(Study material)
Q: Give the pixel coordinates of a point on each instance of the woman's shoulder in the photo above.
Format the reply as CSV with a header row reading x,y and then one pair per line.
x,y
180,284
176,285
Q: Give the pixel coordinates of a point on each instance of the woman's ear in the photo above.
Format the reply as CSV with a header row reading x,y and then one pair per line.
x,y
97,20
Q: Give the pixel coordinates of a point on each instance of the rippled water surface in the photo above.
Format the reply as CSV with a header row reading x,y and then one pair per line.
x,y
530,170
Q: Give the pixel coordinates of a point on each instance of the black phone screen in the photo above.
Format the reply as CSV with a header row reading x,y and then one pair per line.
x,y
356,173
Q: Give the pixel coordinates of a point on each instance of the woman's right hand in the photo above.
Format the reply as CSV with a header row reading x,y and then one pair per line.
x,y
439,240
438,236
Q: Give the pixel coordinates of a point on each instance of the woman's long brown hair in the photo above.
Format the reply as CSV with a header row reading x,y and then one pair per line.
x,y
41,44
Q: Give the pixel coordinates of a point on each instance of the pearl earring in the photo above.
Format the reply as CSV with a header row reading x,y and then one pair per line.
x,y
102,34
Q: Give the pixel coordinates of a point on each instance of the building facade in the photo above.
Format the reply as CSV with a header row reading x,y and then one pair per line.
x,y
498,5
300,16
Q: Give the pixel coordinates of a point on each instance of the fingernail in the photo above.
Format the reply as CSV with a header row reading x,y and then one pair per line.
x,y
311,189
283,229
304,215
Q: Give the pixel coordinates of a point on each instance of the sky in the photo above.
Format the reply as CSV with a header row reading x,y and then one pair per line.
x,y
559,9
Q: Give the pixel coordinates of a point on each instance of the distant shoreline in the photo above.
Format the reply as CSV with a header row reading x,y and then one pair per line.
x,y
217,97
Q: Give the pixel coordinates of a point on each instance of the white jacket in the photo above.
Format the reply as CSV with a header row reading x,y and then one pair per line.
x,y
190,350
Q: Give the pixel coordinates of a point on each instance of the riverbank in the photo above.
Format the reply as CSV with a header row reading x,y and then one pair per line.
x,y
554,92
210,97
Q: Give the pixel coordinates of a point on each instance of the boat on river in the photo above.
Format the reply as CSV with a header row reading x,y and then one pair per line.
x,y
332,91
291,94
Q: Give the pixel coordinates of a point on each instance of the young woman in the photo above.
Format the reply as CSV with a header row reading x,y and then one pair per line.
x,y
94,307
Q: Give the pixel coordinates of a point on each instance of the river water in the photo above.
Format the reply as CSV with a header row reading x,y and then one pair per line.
(End Study material)
• Exercise description: Word for word, return the entire set of entries.

• Exercise solution:
Q: Give the pixel coordinates of a point on each instance of the woman's shoulder in the photo above.
Format the reply as CSV with a header row reading x,y and then one pair per line.
x,y
180,284
176,285
Q: Give the pixel coordinates of a point on each instance of the woman's ear in the photo above.
Format the reply as CSV with a header row reading x,y and then one pair per line.
x,y
97,20
Q: Give the pixel coordinates of a point on each instance of the rippled water surface in the photo above.
Format the reply as CSV with a header row reading x,y and then one pair per line.
x,y
530,170
Q: Give the pixel coordinates of a point on each instance of the black phone screen in the photo above.
Format the reply as CSV with a header row reading x,y and then one pair per line.
x,y
356,173
Q: Give the pixel coordinates of a point on each instance of the woman's right hand in the photo above.
Format the reply as CSV with a header row reading x,y and then one pair per line.
x,y
439,240
438,236
Q: Give the pixel coordinates of a point on each instance of the woman's long brown hair in the photo above.
Format the reply as CSV with a header row reading x,y and then one pair per line.
x,y
41,44
Q: Give the pixel coordinates of a point on each instance of the pearl earring in the photo above.
Format the reply as CSV with a header row reading x,y and then one pair per line.
x,y
102,34
Q: Give the pixel coordinates of a point on each instance of the building facade in the photo above.
Format the reply as CSV with a header row reading x,y and then one pair per line.
x,y
498,5
300,16
Q: Give the pixel coordinates of a point on each instance of the fingernail in the photo above.
Format the reply as CSV with a header row reading x,y and then one pair per line.
x,y
311,189
283,229
304,215
Q: Give the pixel coordinates of a point on each instance of the sky in the photo above.
Format the reply as CSV with a header row reading x,y and then one pair per line.
x,y
559,9
Q: Give the pixel coordinates of a point on each instance of the distant shoreline in the photo above.
Format the reply as CSV with a header row reading x,y and then one pair per line.
x,y
217,97
Q: Give the pixel coordinates of a point on each instance of the white jacket in the photo above.
Format the reply as CSV with a header row reading x,y and then one pair per line.
x,y
190,350
Q: Give the pixel coordinates of a point on each instance of the riverbank in the photo above.
Format the reply as CSV with a header row reading x,y and then one pair per line.
x,y
554,92
210,97
Q: Give the pixel coordinates of a point on each instance of the boat on river in the photo above.
Format the reply as CSV with a header row reading x,y and then one pair per line.
x,y
332,91
291,94
Q: Give the pixel coordinates of a point on each instance of the young woman in the photo above.
Format the reply as CSV with a header row reading x,y and then one pair per line.
x,y
94,307
Q: Give the pixel coordinates of a point on each instance of the river water in the photo above.
Format the reply as CSV with a header row reading x,y and then one pair per line.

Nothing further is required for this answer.